**Extract provided**

================================

Feedback between population and evolutionary dynamics determines the ecological fate of social microbial populations

Background/Question/Methods

Social species that rely on the cooperative production of public goods may be challenged by the evolutionary emergence of “free-rider” individuals, which take advantage of the public goods but do not contribute to their production. We sought to investigate the ecological consequences of the evolutionary competition between cooperators and free-rider individuals in experimental laboratory populations of budding yeast (S. cerevisiae). These populations grow in the sugar sucrose by collectively degrading it into glucose and fructose, which are then shared by all cells in the population. By using high throughput culturing and analysis methods, we have simultaneously tracked the evolutionary dynamics of the social gene responsible for public goods production, as well as the total population size for hundreds of independent populations. We mapped the joint eco-evolutionary dynamics on the eco-evolutionary phase space formed by the frequency of the cooperative gene and the total population size. These phase diagrams were obtained at different environmental qualities characterized by a higher or lower death rate. This allowed us to inquire about bifurcations in our system, and how the eco-evolutionary dynamics behave near critical points.

================================

**Tasks**
1. In the abstract on cooperation and free-riders in yeast populations, into which two sugars do the populations collectively degrade sucrose?
2. Carry the abstract on cooperation and free-riders in yeast populations forward from its final sentence by writing the next part.

[Referring expression data based on photos]
================================

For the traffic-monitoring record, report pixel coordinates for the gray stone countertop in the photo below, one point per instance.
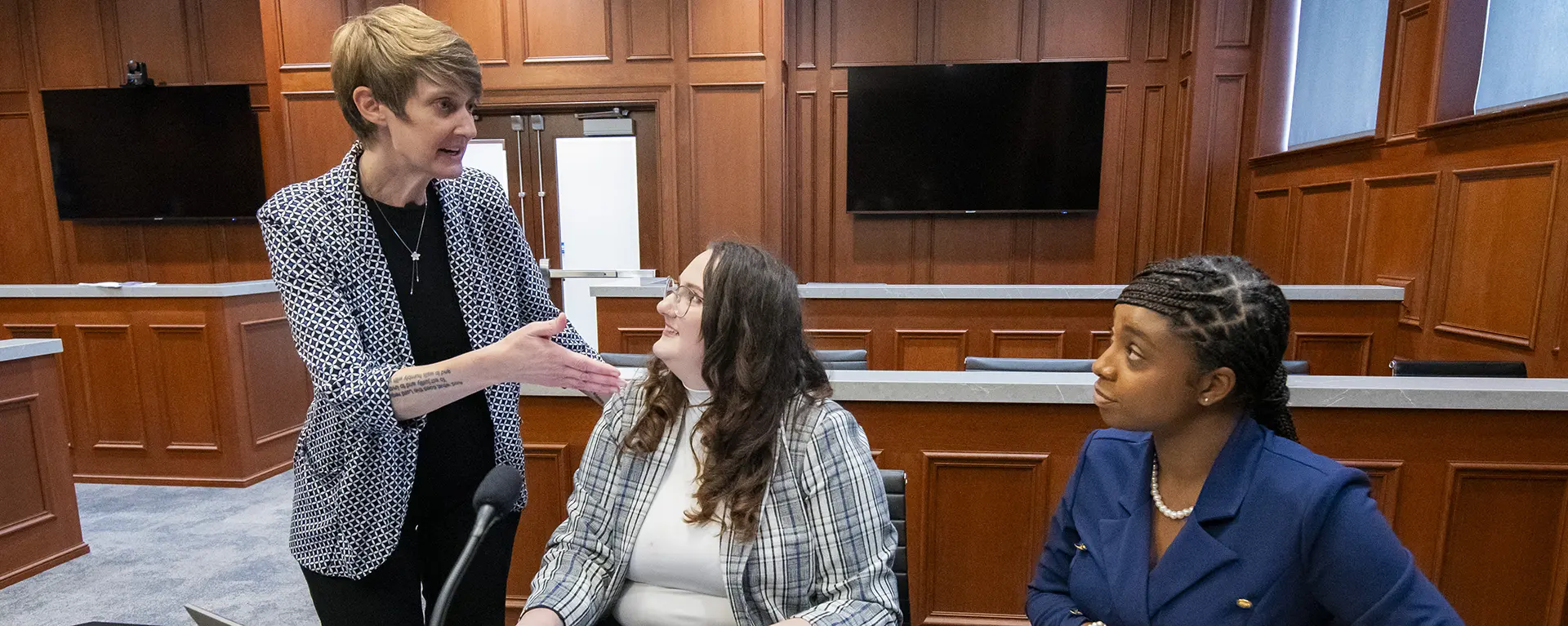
(138, 291)
(1026, 388)
(1009, 292)
(25, 349)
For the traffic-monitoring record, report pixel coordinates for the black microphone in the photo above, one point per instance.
(497, 493)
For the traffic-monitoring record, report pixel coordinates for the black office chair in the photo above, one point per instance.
(1471, 369)
(843, 360)
(1000, 364)
(623, 360)
(893, 484)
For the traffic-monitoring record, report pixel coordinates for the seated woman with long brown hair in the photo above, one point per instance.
(725, 488)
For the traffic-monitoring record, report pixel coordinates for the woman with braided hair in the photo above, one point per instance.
(1198, 505)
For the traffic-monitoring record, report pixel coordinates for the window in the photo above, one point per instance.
(1525, 57)
(1338, 64)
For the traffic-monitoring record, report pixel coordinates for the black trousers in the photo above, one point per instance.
(425, 553)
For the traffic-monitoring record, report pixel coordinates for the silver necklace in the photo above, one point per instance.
(1159, 503)
(412, 253)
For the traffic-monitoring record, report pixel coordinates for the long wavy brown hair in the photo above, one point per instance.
(761, 372)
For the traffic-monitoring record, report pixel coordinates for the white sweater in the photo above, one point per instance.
(676, 575)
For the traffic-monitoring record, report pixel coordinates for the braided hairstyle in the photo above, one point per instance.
(1235, 317)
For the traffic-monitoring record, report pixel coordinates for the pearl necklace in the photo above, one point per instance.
(1159, 503)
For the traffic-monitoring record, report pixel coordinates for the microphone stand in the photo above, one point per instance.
(482, 525)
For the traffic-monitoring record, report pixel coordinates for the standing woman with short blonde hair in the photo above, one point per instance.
(417, 308)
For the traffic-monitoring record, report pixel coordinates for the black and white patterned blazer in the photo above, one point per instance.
(354, 460)
(823, 548)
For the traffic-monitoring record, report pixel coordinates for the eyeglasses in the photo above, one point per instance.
(684, 297)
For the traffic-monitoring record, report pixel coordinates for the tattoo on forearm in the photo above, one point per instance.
(422, 384)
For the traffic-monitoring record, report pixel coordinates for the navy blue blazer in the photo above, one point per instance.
(1280, 535)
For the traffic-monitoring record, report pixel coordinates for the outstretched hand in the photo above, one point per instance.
(528, 355)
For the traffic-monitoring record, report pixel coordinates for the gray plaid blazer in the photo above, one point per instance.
(354, 460)
(823, 546)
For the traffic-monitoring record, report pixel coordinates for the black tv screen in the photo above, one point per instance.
(976, 139)
(158, 153)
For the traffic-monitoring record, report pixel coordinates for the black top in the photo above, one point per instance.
(458, 443)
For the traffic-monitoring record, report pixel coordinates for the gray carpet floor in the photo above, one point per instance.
(157, 548)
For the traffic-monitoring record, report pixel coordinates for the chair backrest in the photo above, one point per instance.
(1000, 364)
(841, 360)
(893, 484)
(623, 360)
(1477, 369)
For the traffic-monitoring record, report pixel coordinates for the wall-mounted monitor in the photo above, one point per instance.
(157, 153)
(976, 139)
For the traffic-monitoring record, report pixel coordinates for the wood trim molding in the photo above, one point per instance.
(1457, 473)
(1493, 173)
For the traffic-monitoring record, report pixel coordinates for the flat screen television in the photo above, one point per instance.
(157, 153)
(976, 139)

================================

**Results for each task**
1. Glucose and fructose.

2.
Results/Conclusions

Visual inspection of the trajectories on the phase diagrams reveals a striking behavior:  trajectories either spiral towards an eco-evolutionary equilibrium vortex, or go to extinction depending on their starting point in the phase diagram. We determined all of the eco-evolutionary fixed points, as well as their stability. By analyzing our phase diagrams, we found that invasion of a pure cooperator population by free-riders does not lead to population collapse, but it significantly reduces the resilience of the population to perturbations. We determined the phase diagram for different environmental qualities (death-rates) and found that, surprisingly, the size of the sub-population of cooperative individuals in equilibrium increases with the death rate, up until a critical point where the death-rate becomes too large and the whole population collapses. By linearizing the trajectories on the phase diagram, we determined the characteristic eigenvalues of the eco-evolutionary dynamics around equilibrium. We found that as the death-rate approaches its critical value, the collective ecosystem dynamics –as characterized by the absolute magnitude of the eigenvalue, slows down. In addition, demographic noise increases dramatically as the death rate approaches its critical value, providing an early warning indicator of ecosystem collapse.